Documentfragment =>
☆ ☆ ☆ ☆ ☆ ☆ ☆
Home

Hof van Justitie EU 24-01-1984 ECLI:EU:C:1984:26

Hof van Justitie EU 24-01-1984 ECLI:EU:C:1984:26

Gegevens

Instantie
Hof van Justitie EU
Datum uitspraak
24 januari 1984

Conclusie van de advocaat-generaal

P. VerLoren van Themaat

van 24 januari 1984

Mijnheer de President,

mijne beren Rechters,

1. Voorwerp van de procedure

De vandaag door mij aan de orde gestelde zaak 324/82 betreft een procedure ex artikel 169 van het EEG-Verdrag. De Commissie verzoekt in deze procedure Uw Hof vast te stellen, dat het Koninkrijk België ten aanzien van de berekening van de belastinggrondslagen voor nieuwe auto's en voor zogenaamde „directieauto's” in strijd heeft gehandeld met artikel 11 van de zesde omzetbelastingrichtlijn (nr. 77/388/EEG van 17. 5. 1977, PB L 145 van 1977, blz. 1).

De Belgische regeling van de belastinggrondslag (of „maatstaf van heffing”) voor de heffing van omzetbelasting op nieuwe auto's is geregeld in KB nr. 17 van 20 juli 1970, waarbij — dit in duidelijke afwijking van artikel 11 van de richtlijn — voor deze auto's niet van de effectieve aankoopprijs wordt uitgegaan, maar van de catalogusprijs als minimumgrondslag. Voor de berekening van de belastinggrondslag voor het eigen gebruik en de latere verkoop van directieauto's gaat de Belgische belastingadministratie eveneens uit van vaste regels, die neergelegd zijn in de circulaires nr. 4 van 12 januari 1971 en nr. 74 van 11 juli 1972. Ook deze vaste regels wijken van artikel 11 van de richtlijn af. Zij differentiëren het toe te passen belastingregime naar gelang de duur van het gebruik van deze auto's als directieauto's. Bij verkoop binnen zes maanden betaalt de handelaar voor het eigen gebruik geen belasting, maar de door de koper te betalen BTW wordt ook in dit geval nog berekend op de grondslag van de cataloguswaarde, waardoor wederom van artikel 11 van de richtlijn wordt afgeweken. Verdere afwijkingen betreffen de maatstaf van heffing bij eigen gebruik van langer dan zes maanden, alsmede de dan geldende ficties ten aanzien van de verkoopwaarde. Voor verdere bijzonderheden van het Belgische regime verwijs ik naar het rapport ter terechtzitting. Voor mijn verdere betoog is slechts van belang, dat de ficties waarvan de Belgische wetgever en administratie uitgaan in vele, zo niet de meeste, gevallen tot een hogere belastinggrondslag leiden dan de maatstaf van heffing die artikel 11 van de richtlijn voorschrijft. Als gezegd, gaat dit artikel bij verkoop uit van de effectieve verkoopprijs. Voor eigen gebruik door de handelaar acht de Commissie artikel 11 A.1.b) en c) van toepassing.
☆ ☆ ☆ ☆ ☆ ☆ ☆
Gegeven informatie =>

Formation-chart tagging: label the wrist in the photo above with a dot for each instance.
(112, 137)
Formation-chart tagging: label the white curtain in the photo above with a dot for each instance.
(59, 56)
☆ ☆ ☆ ☆ ☆ ☆ ☆
Opdracht => Schrijf het vervolg van de conclusie over de Belgische belastinggrondslag voor nieuwe auto's en directieauto's, vanaf de laatste zin.

Antwoord =>
2. De relevante uitzonderingsbepalingen in de richtlijn

De Belgische regering erkent genoemde afwijkingen, maar beroept zich ter verdediging van haar regeling op artikel 27, vijfde lid, van de richtlijn. Dit artikel luidt als volgt:

„De Lid-Staten die op 1 januari 1977 bijzondere maatregelen als bedoeld in lid 1 toepasten, mogen deze handhaven op voorwaarde dat zij de Commissie vóór 1 januari 1978 van de maatregelen in kennis stellen en onder het voorbehoud dat die maatregelen, wanneer zij ten doel hebben de belastingheffing te vereenvoudigen, voldoen aan de in lid 1 omschreven voorwaarde.”

De bijzondere maatregelen als bedoeld in lid 1 zijn maatregelen „teneinde de belastingheffing te vereenvoudigen of bepaalde vormen van belastingfraude of -ontwijking te voorkomen”. Alleen ten aanzien van de „maatregelen tot vereenvoudiging van de belastingheffing” bepaalt de tweede volzin van het eerste lid, dat deze „geen noemenswaardige invloed (mogen) hebben op het belastingbedrag dat verschuldigd is in het stadium van het eindverbruik”. De onderhavige bijzondere maatregelen werden door de Belgische regering overeenkomstig artikel 27, vijfde lid, op 23 december 1977 ter kennis van de Commissie gebracht. Niet omstreden is, dat deze maatregelen reeds op 1 januari 1977 werden toegepast. De toepasselijkheid van artikel 27, vijfde lid, staat dus in zoverre vast.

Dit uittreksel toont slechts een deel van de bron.